Prompt: Exactly as written, output each of the entries below.

Dataset content:

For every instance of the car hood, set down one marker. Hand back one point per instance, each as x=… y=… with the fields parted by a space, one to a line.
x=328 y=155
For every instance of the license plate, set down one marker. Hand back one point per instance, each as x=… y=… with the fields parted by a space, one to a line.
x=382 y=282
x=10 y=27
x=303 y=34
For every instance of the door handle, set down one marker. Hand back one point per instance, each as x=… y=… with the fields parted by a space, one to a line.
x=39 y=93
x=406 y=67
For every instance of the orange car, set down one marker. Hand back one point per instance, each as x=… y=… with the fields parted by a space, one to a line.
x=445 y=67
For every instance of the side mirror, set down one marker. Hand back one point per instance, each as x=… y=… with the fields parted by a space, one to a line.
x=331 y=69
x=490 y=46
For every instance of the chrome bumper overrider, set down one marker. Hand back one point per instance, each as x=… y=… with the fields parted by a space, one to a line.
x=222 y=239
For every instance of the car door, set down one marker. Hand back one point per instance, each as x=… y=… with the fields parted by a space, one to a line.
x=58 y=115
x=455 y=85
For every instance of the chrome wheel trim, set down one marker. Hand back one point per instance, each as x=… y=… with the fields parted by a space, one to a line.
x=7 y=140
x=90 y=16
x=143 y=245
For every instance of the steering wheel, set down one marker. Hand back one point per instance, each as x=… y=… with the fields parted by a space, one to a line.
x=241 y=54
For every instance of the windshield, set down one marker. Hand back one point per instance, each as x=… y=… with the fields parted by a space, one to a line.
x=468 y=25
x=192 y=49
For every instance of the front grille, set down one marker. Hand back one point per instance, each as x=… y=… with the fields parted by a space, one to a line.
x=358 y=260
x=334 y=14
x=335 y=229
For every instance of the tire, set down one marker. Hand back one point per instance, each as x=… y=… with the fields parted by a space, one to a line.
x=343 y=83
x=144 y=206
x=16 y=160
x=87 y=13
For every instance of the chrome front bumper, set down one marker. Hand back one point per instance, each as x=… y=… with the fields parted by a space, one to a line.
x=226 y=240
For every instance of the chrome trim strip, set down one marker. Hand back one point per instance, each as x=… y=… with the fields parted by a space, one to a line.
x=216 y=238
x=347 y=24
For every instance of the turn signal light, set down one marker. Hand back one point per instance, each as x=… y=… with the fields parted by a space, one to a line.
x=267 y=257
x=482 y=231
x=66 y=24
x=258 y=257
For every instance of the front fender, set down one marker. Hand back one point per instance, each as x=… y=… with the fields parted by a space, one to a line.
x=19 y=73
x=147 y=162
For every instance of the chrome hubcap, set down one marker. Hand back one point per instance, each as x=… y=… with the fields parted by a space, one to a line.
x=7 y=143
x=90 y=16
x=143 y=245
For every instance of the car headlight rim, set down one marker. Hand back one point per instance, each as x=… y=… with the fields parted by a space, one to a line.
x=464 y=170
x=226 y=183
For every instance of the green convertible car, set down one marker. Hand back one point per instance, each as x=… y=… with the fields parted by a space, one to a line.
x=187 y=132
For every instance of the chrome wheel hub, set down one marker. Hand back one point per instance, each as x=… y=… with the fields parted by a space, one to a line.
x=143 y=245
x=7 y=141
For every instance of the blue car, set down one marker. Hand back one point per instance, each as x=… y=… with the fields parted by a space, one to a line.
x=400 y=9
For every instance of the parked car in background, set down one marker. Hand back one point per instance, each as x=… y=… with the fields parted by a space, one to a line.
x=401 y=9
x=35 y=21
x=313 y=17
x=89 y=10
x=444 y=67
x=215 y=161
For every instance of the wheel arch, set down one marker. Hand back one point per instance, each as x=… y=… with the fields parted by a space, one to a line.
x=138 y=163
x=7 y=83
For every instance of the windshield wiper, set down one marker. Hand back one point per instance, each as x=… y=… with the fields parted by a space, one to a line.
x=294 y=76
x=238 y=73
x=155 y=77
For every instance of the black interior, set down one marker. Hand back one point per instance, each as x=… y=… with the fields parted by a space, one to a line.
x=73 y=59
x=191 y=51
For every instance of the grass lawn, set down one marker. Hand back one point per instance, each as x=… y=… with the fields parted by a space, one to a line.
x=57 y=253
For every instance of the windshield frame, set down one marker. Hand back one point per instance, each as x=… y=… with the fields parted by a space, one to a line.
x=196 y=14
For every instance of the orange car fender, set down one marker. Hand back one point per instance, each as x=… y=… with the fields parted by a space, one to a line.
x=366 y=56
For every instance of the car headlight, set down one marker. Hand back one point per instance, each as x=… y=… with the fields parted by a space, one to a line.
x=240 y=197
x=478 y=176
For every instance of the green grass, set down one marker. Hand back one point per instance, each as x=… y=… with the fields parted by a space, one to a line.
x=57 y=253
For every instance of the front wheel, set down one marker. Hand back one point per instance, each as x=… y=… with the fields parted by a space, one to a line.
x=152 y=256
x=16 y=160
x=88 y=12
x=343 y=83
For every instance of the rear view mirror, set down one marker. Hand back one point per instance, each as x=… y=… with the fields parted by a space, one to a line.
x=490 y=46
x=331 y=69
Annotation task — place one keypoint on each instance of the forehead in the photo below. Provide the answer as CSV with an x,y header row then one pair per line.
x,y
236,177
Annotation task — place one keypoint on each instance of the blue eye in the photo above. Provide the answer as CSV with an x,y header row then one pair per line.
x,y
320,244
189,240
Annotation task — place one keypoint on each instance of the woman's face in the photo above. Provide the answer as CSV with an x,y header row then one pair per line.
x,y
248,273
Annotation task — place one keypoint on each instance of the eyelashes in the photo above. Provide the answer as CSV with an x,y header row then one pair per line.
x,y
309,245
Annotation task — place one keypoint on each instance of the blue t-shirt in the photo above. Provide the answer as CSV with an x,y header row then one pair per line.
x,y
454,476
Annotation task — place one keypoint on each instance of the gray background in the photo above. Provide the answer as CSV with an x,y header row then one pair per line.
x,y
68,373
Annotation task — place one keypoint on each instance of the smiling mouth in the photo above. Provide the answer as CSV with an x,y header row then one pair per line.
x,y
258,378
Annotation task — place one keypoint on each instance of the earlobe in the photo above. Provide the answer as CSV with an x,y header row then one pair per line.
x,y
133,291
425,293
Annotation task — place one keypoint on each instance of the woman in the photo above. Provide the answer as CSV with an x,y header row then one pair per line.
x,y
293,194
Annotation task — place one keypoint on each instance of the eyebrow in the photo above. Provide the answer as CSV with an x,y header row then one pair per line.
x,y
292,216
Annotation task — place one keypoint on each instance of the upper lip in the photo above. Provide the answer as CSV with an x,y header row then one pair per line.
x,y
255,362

Response to the task:
For every instance of the car hood, set down one marker. Hand back one point per instance, each as x=… y=… with the fields parted by a space, one to a line.
x=328 y=155
For every instance of the license plate, set down one marker. Hand back one point per instance, each as x=… y=… with the fields parted by a space, one to a line.
x=382 y=282
x=10 y=27
x=303 y=34
For every instance of the door handle, set down one marker. Hand back one point per instance, each as x=… y=… with the fields parted by a space, one to a line.
x=39 y=93
x=406 y=67
For every instance of the orange car, set down one marker. Hand back one point per instance, each as x=… y=… with the fields parted by a space, one to a line.
x=445 y=67
For every instance of the side mirror, set down one marker. Hand back one point per instance, each as x=… y=… with the fields parted by a space, one to a line.
x=331 y=69
x=490 y=46
For every instance of the chrome bumper overrider, set down one marker. Hand back one point per instance, each as x=… y=… with the fields parted by a space, one to a line.
x=222 y=239
For every instance of the car door, set down one marker. Hand back one point per instance, each as x=… y=… with the fields parted by a space, one to a line.
x=58 y=115
x=455 y=85
For every instance of the chrome wheel trim, set down one marker. Hand back one point per instance, each as x=… y=… with the fields parted by a space, one to a line.
x=7 y=140
x=90 y=16
x=143 y=245
For every instance of the steering wheel, set down one marker. Hand back one point per instance, each as x=… y=… with the fields parted by a space, one to a line.
x=241 y=54
For every instance of the windshield, set down one marker. Hand back one point per instance, each as x=… y=… with the fields parted by a space, one to a line.
x=468 y=25
x=192 y=49
For every instance of the front grille, set down one marker. Hand back one point per instance, each as x=… y=… with the fields parted by a space, one to a line.
x=358 y=260
x=334 y=14
x=335 y=229
For every instance of the tire, set down one marker. Hand back one point per instance, each as x=… y=… with the fields parted by a space, one to a line.
x=343 y=83
x=144 y=206
x=16 y=160
x=87 y=13
For every instance of the chrome front bumper, set down one marker. Hand back one point per instance, each as x=… y=… with the fields parted by a space, one to a line.
x=226 y=240
For every instance of the chrome trim strip, set down one marker. Hand back one point per instance, each as x=… y=… with the fields parted by a space, one to a line.
x=216 y=238
x=347 y=24
For every instance of the turn signal light, set down one marker. Hand back one point per instance, each as x=… y=… with the fields parted by a space, one to a line.
x=267 y=257
x=482 y=231
x=66 y=24
x=258 y=257
For every instance of the front fender, set down one marker. Hand back one point per instance, each as x=… y=… with the fields parted by a space, one to a line.
x=19 y=73
x=147 y=162
For every instance of the chrome hubcap, set down one marker. Hand back one point per instance, each as x=… y=… with the fields parted by a space, one to a line.
x=7 y=143
x=90 y=16
x=143 y=245
For every instance of the car headlight rim, set down one marker. Hand back one point per instance, each as x=… y=… with the fields parted by a space, one to a line.
x=464 y=170
x=226 y=183
For every instance of the green convertible car, set down one marker. Hand back one point per instance, each as x=… y=… with the fields parted by a space, one to a line.
x=187 y=132
For every instance of the chrome wheel hub, set down one marker. Hand back one point per instance, each as x=… y=… with the fields parted by a space, one to a line.
x=143 y=245
x=7 y=141
For every instance of the blue car, set down one marker. Hand back one point per instance, each as x=… y=… with the fields parted by a space, one to a line.
x=400 y=9
For every instance of the parked car in background, set down one marker. Hand back one point per instance, each as x=… y=… with the fields parted by a space, one to a line.
x=401 y=9
x=35 y=21
x=313 y=17
x=89 y=10
x=444 y=67
x=215 y=161
For every instance of the wheel arch, set down one marker. Hand back one point per instance, each as x=… y=… with the fields parted by a space, one to a line.
x=138 y=163
x=7 y=83
For every instance of the windshield wiper, set down one marker. Hand back one point per instance, each as x=… y=… with the fields parted by a space, one to a line.
x=294 y=76
x=238 y=73
x=155 y=77
For every instance of the black interior, set down one marker. Hand back one point per instance, each as x=… y=… with the fields parted by a space, one to a line.
x=73 y=59
x=191 y=51
For every instance of the grass lawn, set down one marker. Hand back one point per instance, each as x=… y=… with the fields parted by a space, one to a line.
x=57 y=253
For every instance of the windshield frame, set down one marker. Hand back one point per instance, each as x=… y=… with the fields parted by a space, one to a line.
x=196 y=14
For every instance of the orange car fender, set down one marker. Hand back one point per instance, each as x=… y=… with the fields parted by a space, one to a line.
x=366 y=56
For every instance of the car headlight, set down one marker. Hand back one point per instance, each as x=… y=… with the fields parted by a space, one to a line.
x=240 y=197
x=478 y=176
For every instance of the green grass, set down one marker. Hand back one point per instance, each as x=… y=… with the fields parted by a space, one to a line.
x=57 y=253
For every instance of the front wheel, set down one marker. Hand back one point per instance, each as x=… y=… with the fields parted by a space, one to a line.
x=152 y=256
x=16 y=160
x=88 y=12
x=343 y=83
For every instance of the rear view mirror, set down one marker. Hand back one point per instance, each as x=… y=… with the fields parted by a space, one to a line.
x=490 y=46
x=331 y=69
Annotation task — place one keypoint on each instance of the forehead in the photo below. Provide the answer as CSV with an x,y header row then one pair per line.
x,y
236,177
Annotation task — place one keypoint on each instance of the blue eye in the photo above. Provide the answer as CSV with an x,y header row then one pair per line.
x,y
320,244
189,240
Annotation task — place one keypoint on each instance of the woman's face in the photo above. Provide the answer as CSV with an x,y header row then one pair per line.
x,y
248,273
Annotation task — place one keypoint on each instance of the eyelashes in the photo above. Provide the answer as CSV with an x,y header row then one pair per line.
x,y
309,245
Annotation task — place one keypoint on each instance of the blue t-shirt in the photo above. Provide the answer as CSV with an x,y header row then one pair per line.
x,y
454,476
Annotation task — place one keypoint on each instance of the gray background in the photo above. Provide the answer as CSV with an x,y header row then one pair per line.
x,y
68,373
Annotation task — place one keypoint on each instance of the smiling mouth in the photo above. Provide the answer as CSV with an x,y header row then one pair per line.
x,y
258,378
Annotation task — place one keypoint on each instance of the earlobe in the photo above. Provide the answer as CSV with an x,y header row then one pair per line.
x,y
133,291
425,293
Annotation task — place one keypoint on each instance of the woman in the photo above. Provide the answer as CSV with an x,y header row then one pair per line.
x,y
293,194
Annotation task — place one keypoint on each instance of the eyebrow in the photo above. Provide the answer as CSV with an x,y header row then one pair per line.
x,y
292,216
Annotation task — place one keypoint on each instance of the upper lip in the photo above. Provide the answer as CSV with an x,y header row then one pair per line.
x,y
255,362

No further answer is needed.